Exercise description: Arrange the listing below as a numbered list with every blank line dropped.

## start

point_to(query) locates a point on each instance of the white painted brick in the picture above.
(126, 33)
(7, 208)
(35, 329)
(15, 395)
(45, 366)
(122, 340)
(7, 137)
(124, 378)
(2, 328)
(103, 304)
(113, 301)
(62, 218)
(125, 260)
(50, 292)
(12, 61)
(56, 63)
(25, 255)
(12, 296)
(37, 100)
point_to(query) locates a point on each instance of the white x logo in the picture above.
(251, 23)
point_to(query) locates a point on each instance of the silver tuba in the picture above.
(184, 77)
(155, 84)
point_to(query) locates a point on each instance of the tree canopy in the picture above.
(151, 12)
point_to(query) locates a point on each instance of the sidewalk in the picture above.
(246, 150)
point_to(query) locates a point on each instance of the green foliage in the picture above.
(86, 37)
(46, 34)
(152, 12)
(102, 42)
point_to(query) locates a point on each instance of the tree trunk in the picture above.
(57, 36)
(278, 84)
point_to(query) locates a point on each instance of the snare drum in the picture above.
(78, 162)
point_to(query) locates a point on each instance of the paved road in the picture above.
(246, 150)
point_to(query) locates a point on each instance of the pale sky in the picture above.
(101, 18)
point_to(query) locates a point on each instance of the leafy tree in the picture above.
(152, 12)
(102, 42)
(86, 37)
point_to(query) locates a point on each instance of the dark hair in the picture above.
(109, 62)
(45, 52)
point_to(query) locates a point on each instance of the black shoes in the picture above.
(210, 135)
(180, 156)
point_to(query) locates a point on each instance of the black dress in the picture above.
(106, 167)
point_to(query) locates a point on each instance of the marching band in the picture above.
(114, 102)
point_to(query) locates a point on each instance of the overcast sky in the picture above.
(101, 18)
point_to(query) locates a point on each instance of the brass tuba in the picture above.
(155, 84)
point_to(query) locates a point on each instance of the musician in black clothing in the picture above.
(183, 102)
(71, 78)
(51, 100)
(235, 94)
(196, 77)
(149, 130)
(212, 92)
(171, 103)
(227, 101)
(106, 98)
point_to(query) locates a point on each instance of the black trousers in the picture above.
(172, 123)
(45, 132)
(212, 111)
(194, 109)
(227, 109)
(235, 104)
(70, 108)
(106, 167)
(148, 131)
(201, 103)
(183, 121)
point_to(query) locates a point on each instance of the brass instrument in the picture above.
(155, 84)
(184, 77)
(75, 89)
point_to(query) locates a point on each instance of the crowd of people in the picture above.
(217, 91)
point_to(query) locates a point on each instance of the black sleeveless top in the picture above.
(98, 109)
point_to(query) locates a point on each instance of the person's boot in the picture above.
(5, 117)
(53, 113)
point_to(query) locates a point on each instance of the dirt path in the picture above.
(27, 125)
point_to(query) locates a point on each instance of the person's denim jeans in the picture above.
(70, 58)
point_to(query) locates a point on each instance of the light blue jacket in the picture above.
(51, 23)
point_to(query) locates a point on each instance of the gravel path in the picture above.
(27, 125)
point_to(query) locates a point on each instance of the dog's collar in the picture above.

## end

Answer in full:
1. point_to(query) locates a point on each instance of the white painted brick in the picture above.
2. (126, 33)
3. (7, 208)
4. (35, 329)
5. (15, 395)
6. (45, 366)
7. (122, 340)
8. (7, 137)
9. (124, 378)
10. (2, 328)
11. (103, 304)
12. (113, 301)
13. (62, 218)
14. (125, 260)
15. (50, 292)
16. (12, 61)
17. (56, 63)
18. (25, 255)
19. (12, 296)
20. (37, 100)
21. point_to(query) locates a point on each instance of the white x logo in the picture above.
22. (251, 23)
23. point_to(query) locates a point on each instance of the silver tuba in the picture above.
24. (184, 77)
25. (155, 84)
26. point_to(query) locates a point on each instance of the tree canopy in the picture above.
27. (151, 12)
28. point_to(query) locates a point on each instance of the sidewalk in the picture above.
29. (246, 150)
30. point_to(query) locates a point on each instance of the green foliage in the picture above.
31. (86, 37)
32. (46, 34)
33. (152, 12)
34. (102, 42)
35. point_to(query) locates a point on each instance of the tree trunk in the picture above.
36. (57, 36)
37. (278, 84)
38. point_to(query) locates a point on each instance of the snare drum in the picture above.
39. (78, 162)
40. point_to(query) locates a point on each instance of the paved road in the picture above.
41. (246, 150)
42. point_to(query) locates a point on each instance of the pale sky in the picture above.
43. (101, 18)
44. point_to(query) locates a point on each instance of the leafy tree in the picture above.
45. (152, 12)
46. (102, 42)
47. (86, 37)
48. point_to(query) locates a point on each instance of the dark hair in the picture above.
49. (109, 62)
50. (45, 52)
51. point_to(query) locates a point on each instance of the black shoes in the picture above.
52. (210, 135)
53. (180, 156)
54. point_to(query) locates a point on each instance of the black dress in the picture above.
55. (106, 167)
56. point_to(query) locates a point on each instance of the marching band in the picture above.
57. (114, 102)
58. point_to(query) locates a point on each instance of the overcast sky in the picture above.
59. (101, 18)
60. point_to(query) locates a point on each instance of the brass tuba in the picture above.
61. (155, 84)
62. point_to(query) locates a point on each instance of the musician in black clothing in the picture above.
63. (183, 102)
64. (71, 78)
65. (51, 100)
66. (235, 94)
67. (196, 77)
68. (149, 130)
69. (212, 92)
70. (171, 103)
71. (227, 101)
72. (106, 98)
73. point_to(query) locates a point on each instance of the black trousers in the picture above.
74. (172, 123)
75. (45, 132)
76. (212, 111)
77. (194, 109)
78. (227, 109)
79. (235, 104)
80. (70, 108)
81. (106, 167)
82. (148, 131)
83. (201, 103)
84. (183, 121)
85. point_to(query) locates a point on each instance of the brass instrument in the picture above.
86. (155, 84)
87. (184, 77)
88. (75, 89)
89. point_to(query) locates a point on each instance of the crowd of people in the picture above.
90. (217, 91)
91. point_to(query) locates a point on each instance of the black sleeveless top in the picture above.
92. (98, 109)
93. point_to(query) locates a point on each instance of the person's boot in the picture above.
94. (5, 117)
95. (53, 113)
96. point_to(query) locates a point on each instance of the dirt path in the picture above.
97. (27, 125)
98. point_to(query) locates a point on each instance of the person's denim jeans in the picture above.
99. (70, 58)
100. point_to(query) locates a point on each instance of the light blue jacket in the picture above.
101. (51, 23)
102. point_to(query) locates a point on each instance of the gravel path in the picture above.
103. (27, 125)
104. point_to(query) locates a point on each instance of the dog's collar in the picture above.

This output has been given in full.